** Text section **
** BEGIN **

Because it wasn’t clear during our trip planning whether we were
going to have a rental car with GPS, before heading to Europe we equipped
ourselves with a very nice Belgium road map, and I made a small booklet of copies
from Google Maps detailing how to reach some legendary cycling spots. We were
VERY happy to find that our Opel Astra had a sat-nav system, but my little
booklet still proved to be quite useful “in tight”.
Don’t get me wrong, I appreciate the
reliability and design of the Honda Fit I drive at home, but it is kind of an
economy car and accelerates like one. The pick-up in this Opel was amazing – a touch
of the gas when merging onto a highway and whoosh! It was like an airplane
takeoff, as I was forced back into my seat, and the car was practically up to speed in an instant. I became a big fan of the car.
Although she wasn’t exactly starting from
scratch, since she studied French in school, Sue had diligently practiced the
language for months leading up to her departure. I was amazed to hear her
comfortably (well, at least it sounded
that way) carry on short conversations with hotel clerks, etc. I toyed with
calling her “Suzette” (she wasn’t a fan), and I was sad that she wouldn’t
really have a reason to speak it anymore at home.
Anyway, her patience for the French chick on
the GPS didn’t last very long, and she was quickly pushing buttons and checking
the user manual to change over to English. After a short bit of frustration, Sue
was relieved to find the posh British voice she and her sister had named “Beatrice”
during their rental around Paris. I found it rather comical that the voice said
“please” before giving a direction, but if you made a mistake and missed her
suggestion, she provided a corrected route that did not come with such courtesy.
Roubaix was just a twenty-minute drive from
Lille, and we parked in the middle of the sports complex which included the famous Vélodrome
André-Pétrieux (host of the Paris-Roubaix race finish), the Stab Velodrome
(indoor), a couple of soccer fields, a running track and BMX course. Besides
the velodrome itself, I took photos of the Rue Alexander Fleming (where the
cyclists make the final right turn and hear the roar of the
crowd as they reach the track), the 100th anniversary monument (looked like a super-sized
version of the winner’s trophy) and the clubhouse where the cyclists
traditionally shower after the race. The individual stalls have small name
plaques of past winners.
We then drove about 28 miles to the
southeast to visit one of the nastiest sections of pavé encountered during
Paris-Roubaix, at the Arenberg Trench. We walked in about a third of its 1.5-mile
length and were simply astounded at how bad of an experience this must be. We
also imagined that riding there at this time of the year would be somewhat
better, with the weeds grown up in between to “soften” the ride, as opposed to
April, when the growth has died and the winter rain and snow has washed a
lot of the dirt from between the setts (stone blocks).

** END **

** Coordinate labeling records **
** BEGIN **

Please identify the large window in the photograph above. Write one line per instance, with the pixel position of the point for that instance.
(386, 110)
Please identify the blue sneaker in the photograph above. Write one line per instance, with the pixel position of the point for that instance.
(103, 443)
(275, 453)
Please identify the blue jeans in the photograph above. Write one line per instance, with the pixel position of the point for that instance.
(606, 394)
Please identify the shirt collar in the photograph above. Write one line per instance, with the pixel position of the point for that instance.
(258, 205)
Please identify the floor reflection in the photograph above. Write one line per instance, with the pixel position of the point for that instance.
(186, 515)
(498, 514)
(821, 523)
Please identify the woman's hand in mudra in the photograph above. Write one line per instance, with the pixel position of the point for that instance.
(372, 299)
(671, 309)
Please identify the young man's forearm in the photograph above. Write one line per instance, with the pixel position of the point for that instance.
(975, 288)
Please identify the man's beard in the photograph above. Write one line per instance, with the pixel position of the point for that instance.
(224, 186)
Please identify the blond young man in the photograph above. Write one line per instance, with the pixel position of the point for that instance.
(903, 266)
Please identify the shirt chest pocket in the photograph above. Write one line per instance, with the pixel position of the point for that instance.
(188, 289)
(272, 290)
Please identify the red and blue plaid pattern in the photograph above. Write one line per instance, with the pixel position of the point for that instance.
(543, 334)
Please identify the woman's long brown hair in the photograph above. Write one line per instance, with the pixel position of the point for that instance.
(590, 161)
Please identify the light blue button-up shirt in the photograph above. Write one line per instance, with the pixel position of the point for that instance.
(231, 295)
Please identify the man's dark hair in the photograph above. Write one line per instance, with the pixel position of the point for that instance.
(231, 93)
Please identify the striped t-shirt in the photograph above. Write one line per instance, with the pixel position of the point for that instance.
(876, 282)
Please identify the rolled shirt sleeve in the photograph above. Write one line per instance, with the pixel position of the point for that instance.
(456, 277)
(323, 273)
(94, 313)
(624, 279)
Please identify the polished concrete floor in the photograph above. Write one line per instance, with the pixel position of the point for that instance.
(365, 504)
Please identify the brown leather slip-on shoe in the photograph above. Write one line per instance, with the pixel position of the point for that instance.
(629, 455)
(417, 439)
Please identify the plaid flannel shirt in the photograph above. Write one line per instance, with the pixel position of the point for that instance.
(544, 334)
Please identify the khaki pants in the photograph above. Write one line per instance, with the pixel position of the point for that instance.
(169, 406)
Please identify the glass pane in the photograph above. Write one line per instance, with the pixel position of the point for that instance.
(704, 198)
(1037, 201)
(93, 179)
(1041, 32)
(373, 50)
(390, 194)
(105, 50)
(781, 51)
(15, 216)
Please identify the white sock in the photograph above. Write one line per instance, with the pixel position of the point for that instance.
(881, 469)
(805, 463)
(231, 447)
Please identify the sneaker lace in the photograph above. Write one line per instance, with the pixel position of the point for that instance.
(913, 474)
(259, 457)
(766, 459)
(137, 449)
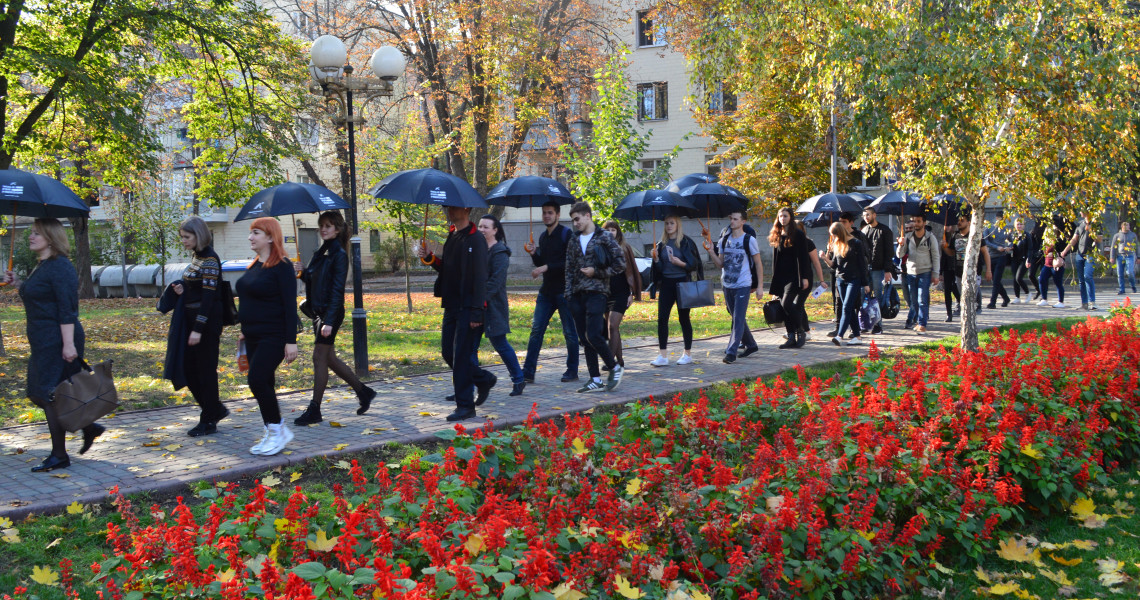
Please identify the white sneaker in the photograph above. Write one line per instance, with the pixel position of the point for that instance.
(259, 447)
(278, 437)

** END **

** Task instructions **
A) For the Roubaix trip account, decide whether each statement agrees with it, answering yes or no and quoting the words that decide it: (i) The rental car was an Opel Astra with a sat-nav system. (ii) Sue had never studied French before the trip. (iii) The travelers walked the full length of the Arenberg Trench.
B) List every facility that the Roubaix trip account names as part of the sports complex where the travelers parked.
C) Carry the Roubaix trip account forward from its final sentence.

** Outputs in order **
A)
(i) Yes: "our Opel Astra had a sat-nav system"
(ii) No: "she studied French in school"
(iii) No: "We walked in about a third of its 1.5-mile length"

B)
Vélodrome André-Pétrieux
Stab Velodrome
a couple of soccer fields
a running track
BMX course

C)
All during the trip, if we didn’t have any time constraints, we chose to travel on local roads
and enjoy the small towns along the way. During this drive we became very hungry and were inspired by a wacky shop statue to
stop for some pomme frites, authentic
Belgian fries. The woman at the counter did a bit of a double-take when we
placed a large order for each of us, and we understood why when were eventually
presented with a huge paper cone of
frites – one order alone would have been a generous portion, easily shared. We
had plenty left over as a dinner side dish later that evening, and I think even
some for breakfast!
We were working our way through Wallonia,
the French-speaking region of Belgium, up to Flanders, so that we could drive
up some of the brutally steep cobbled climbs featured in the Tour of Flanders,
the one-day classic held the week before Paris-Roubaix. The pictures we took
ended up being of the “we were there”-variety, since they didn’t really give the narrow,
steep and ragged conditions any justice. The leafy trees also blocked much of the view of the rising pitch, so I selected a couple of favorite online images. First up
was the Old Kwaremont...
...then the
Koppenberg.
I was really glad no cars were coming down
either hill while we were driving up. Besides ruining the effect of climbing
what the riders not-so-lovingly call hellingen,
the narrow roads left absolutely no room to pull over, and backing down the
winding, bumpy roads to get out of the way wasn’t a prospect I was looking forward
to trying!
The final stop of the day was Oedenaarde, a
small city that long ago was a world-renowned producer of tapestries, now best
known for the Centrum Tour of Flanders, a museum dedicated to the classic race.
There is an incredible collection of memorabilia to see, and scores of video screens display footage a racing nut like me can spend hours soaking in. I was kind of glad most
of the text was in Flemish, which kept me from being totally lost in my cycling mania!
Benches within the museum featured covers with classic jersey designs. |
I can’t say I was actually looking forward to the next morning and turning 50, but I certainly was excited to start a ride
that took a good bit of pre-planning and a great amount of physical
preparation in order to make it a really special day. Stay tuned...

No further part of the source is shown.